■ **Source document**
####
If “Boom goes the dynamite” means nothing to you – particularly if you’re a sports fan – I’m gonna need you to take a couple minutes and watch this classic. At least watch from minutes 2:00 to 2:30.
From emails in my inbox to (real) sportscasters on ESPN to conversations in bars, people have been quoting this poor guy for more than 6 years. And it’s been viewed over 7 million times on YouTube.
Boom Goes the Dynamite became an instant hit because it’s hilarious and happened unexpectedly. But the purpose of this blog post is to communicate that “hilarious” and “unexpected” aren’t the only characteristics of content that gets shared. That’s good news for companies because “unexpected” is something you can’t control (it just happens), and “hilarious” is pretty tough to replicate if you’re not Will Ferrell.
So instead, we’ll take a look at the highly attainable traits of content that get people excited to the point they’re inclined to share it with others. I did some digging, followed by some thinking. Here’s where I landed.
Inspiring or thought-provoking
Grasshopper is a communications company that helps you “run your business using cell phones”. Because they target entrepreneurs, they developed this video to inspire entrepreneurship. It’s seen close to 1 million views on YouTube.
How can you use a little creativity to make an ordinary product or service a bit more interesting or easier to grasp? Here’s how ShipServ, a marketplace for buyers and suppliers in the shipping industry pulled it off with a little help from some Lego men.
One of the best questions you can ask when planning content is “What is my audience searching for in Google?” One of our clients is a design-build contractor (The Korte Company) and they’ve been pursuing the healthcare industry as builders. We learned that there was a high search volume around “hospital floor plans”, so our response was to write and design this infographic to fill that need.
Another client of ours is an investment banking organization that specializes in employee stock ownership plans (ESOPs). These guys are experts – they’re full of knowledge and experience on the topic. So what better way to demonstrate that than by writing an educational white paper and making it available for download on their website? Take a look.
When two people meet in St. Louis and they discover that they’re both natives, a strange phenomenon occurs where one instinctively asks the other “where did you go to high school?” As someone who moved to St. Louis after high school, my ability to successfully initiate conversation with another St. Louis native has been put at a serious disadvantage. Luckily, a local newspaper (The Riverfront Times) put together this flowchart graphic for us transplants so I can at least tell some where I should have gone to high school. While this isn’t a B2B example, it is an example of highly relatable content. You see it and you feel a connection.
Think about tools that your audience might find useful. Can you build any of them and house them on your website? American Piping Products, a huge industrial pipe supplier, put a variety of pipe specification calculators on their site to make it easier for their customers to figure out what they need. They’re simple, but very useful.
7 million YouTube views by our boy from Boom Goes the Dynamite sets the bar pretty high, but there’s no reason business-related content can’t be worthy of sharing. Focus on content that will excite your leads, current customers, industry journals or whoever your audience might be.
####
■ **Records provided**
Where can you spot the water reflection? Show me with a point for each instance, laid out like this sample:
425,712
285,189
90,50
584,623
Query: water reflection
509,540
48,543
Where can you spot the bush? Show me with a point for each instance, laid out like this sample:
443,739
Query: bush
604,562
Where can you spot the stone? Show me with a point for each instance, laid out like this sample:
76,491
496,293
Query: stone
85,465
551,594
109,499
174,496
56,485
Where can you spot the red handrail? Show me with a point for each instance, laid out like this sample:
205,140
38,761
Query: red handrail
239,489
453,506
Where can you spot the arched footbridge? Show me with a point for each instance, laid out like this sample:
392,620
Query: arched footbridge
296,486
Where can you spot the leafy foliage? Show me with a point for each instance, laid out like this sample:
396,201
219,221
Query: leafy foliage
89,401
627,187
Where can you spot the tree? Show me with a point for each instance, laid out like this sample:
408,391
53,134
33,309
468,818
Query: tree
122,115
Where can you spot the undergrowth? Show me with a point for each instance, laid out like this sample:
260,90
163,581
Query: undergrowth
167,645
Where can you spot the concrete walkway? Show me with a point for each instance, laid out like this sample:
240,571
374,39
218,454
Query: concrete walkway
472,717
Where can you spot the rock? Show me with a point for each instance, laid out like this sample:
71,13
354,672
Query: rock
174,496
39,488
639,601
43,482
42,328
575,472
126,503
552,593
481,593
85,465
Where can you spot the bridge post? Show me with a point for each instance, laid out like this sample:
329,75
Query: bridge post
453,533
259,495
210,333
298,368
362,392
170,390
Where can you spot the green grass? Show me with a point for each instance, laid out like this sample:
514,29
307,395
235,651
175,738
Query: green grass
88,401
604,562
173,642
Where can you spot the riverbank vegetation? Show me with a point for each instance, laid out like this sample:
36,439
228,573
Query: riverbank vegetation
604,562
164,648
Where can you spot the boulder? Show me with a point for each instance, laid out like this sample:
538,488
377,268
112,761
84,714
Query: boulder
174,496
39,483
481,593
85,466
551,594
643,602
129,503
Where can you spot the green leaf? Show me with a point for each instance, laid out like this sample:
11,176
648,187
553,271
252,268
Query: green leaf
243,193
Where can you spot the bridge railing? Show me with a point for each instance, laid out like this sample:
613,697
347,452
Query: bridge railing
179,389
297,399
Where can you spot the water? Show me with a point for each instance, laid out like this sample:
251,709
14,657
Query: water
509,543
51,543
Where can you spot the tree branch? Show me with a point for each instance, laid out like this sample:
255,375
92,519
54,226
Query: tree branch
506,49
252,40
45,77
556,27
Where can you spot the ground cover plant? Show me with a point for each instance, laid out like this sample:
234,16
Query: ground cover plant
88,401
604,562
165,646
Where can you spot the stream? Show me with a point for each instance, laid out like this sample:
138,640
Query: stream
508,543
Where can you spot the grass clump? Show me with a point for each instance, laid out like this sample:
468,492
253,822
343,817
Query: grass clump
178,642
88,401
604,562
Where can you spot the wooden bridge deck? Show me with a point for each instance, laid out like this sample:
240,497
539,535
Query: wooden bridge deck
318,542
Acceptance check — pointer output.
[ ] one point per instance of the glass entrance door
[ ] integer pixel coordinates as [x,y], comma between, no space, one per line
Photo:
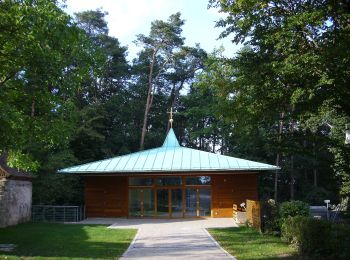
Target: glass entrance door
[176,203]
[198,202]
[163,202]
####
■ **To do**
How would you render this sentence from the blog post on shareable content in Spanish: "Think about tools that your audience might find useful."?

■ **Exercise output**
Piensa en herramientas que a tu público le podrían resultar útiles.